>> begin Passage shown

Building and maintaining event-driven, highly scalable, and quickly adaptable systems are a pain in the neck. Resilience engineering embraces this complexity and helps you manage it.
In the TEQnation lightning talk below, I will explain what resilience engineering is, why every software person should know about it, and how you can start practicing it. You can find the transcript below.
Hungry for more? Great! This might help:
The Resilience Engineering Association (REA) has created a lovely introductory guide on resilience engineering. After reading or scanning it, you should have a pretty good idea about what resilience engineering is, where it came from and who to follow if you want to learn more.
Resilience engineering takes a lot of inspiration from safety science. In short, safety science aims to help people die less and in less horrible ways. A prominent researcher is Erik Hollnagel, who introduced the terms Safety I and Safety II. The former focuses on preventing error, the latter on increasing success.
The term system has special meaning in the context of resilience engineering. It is about both humans as well as technology, thus the term socio-technical system. When resilience engineers talk about complex systems and how they fail, they focus on the whole, from broken machine parts to overworked maintenance workers and increasing market pressures.

>> end Passage shown
>> begin Stored rows

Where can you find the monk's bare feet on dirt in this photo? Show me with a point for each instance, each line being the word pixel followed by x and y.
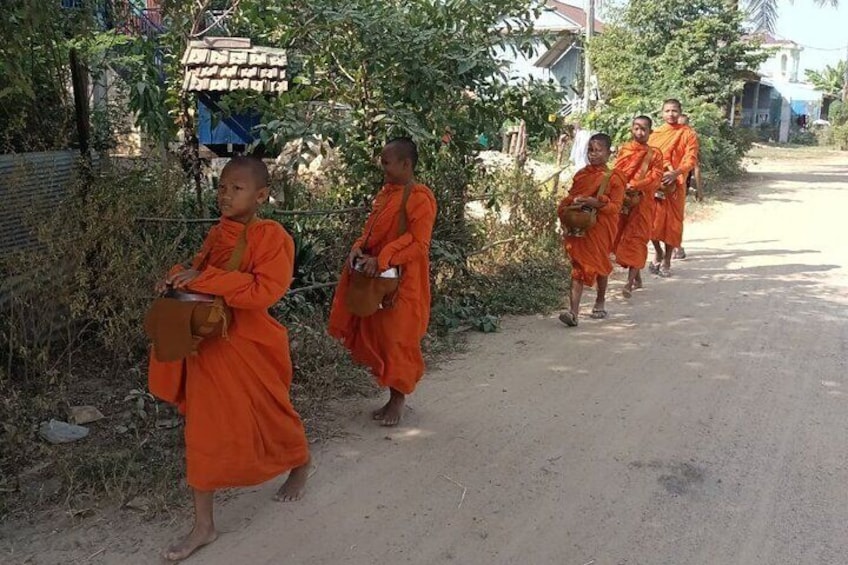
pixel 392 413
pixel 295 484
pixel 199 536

>> end Stored rows
>> begin Stored rows

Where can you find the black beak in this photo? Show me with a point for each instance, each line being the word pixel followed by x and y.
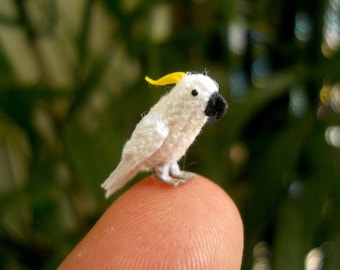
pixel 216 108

>> end Stored rows

To-do list:
A - Decide whether each statement below agrees with the resilience engineering text above. Answer yes or no for each and quote the words that decide it.
(i) Safety II focuses on preventing error.
(ii) The Resilience Engineering Association has created an introductory guide on resilience engineering.
(iii) In resilience engineering, the term system refers only to technology.
B - Continue the resilience engineering text from its last sentence.

Answers to the exercises:
A -
(i) No: "The former focuses on preventing error, the latter on increasing success."
(ii) Yes: "The Resilience Engineering Association (REA) has created a lovely introductory guide on resilience engineering."
(iii) No: "It is about both humans as well as technology, thus the term socio-technical system."

B -
Richard Cook has written a surprisingly readable paper on how complex systems fail. Another great resource is the book Drift into Failure by Sidney Dekker, which contains examples ranging from economic collapse to airplanes crashing into the sea.
Here’s Richard Cook again, this time using the human body to explain what resilience engineering is all about:
An essential element of resilience engineering is the post mortem. To emerge from failure more strongly than before — a critical property of a resilient system — engineers need to learn how to think about finding and fixing causes of failure. That‘s why you can often hear resilience engineering advocates (confusingly) proclaim: there is no root cause.
John Allspaw can explain really well what is needed to dig into failure and learn from it:
Resilience engineering has an ongoing and major influence on the DevOps movement. Disciplines like chaos engineering and site reliability engineering are heavily leaning on resilience engineering principles and research.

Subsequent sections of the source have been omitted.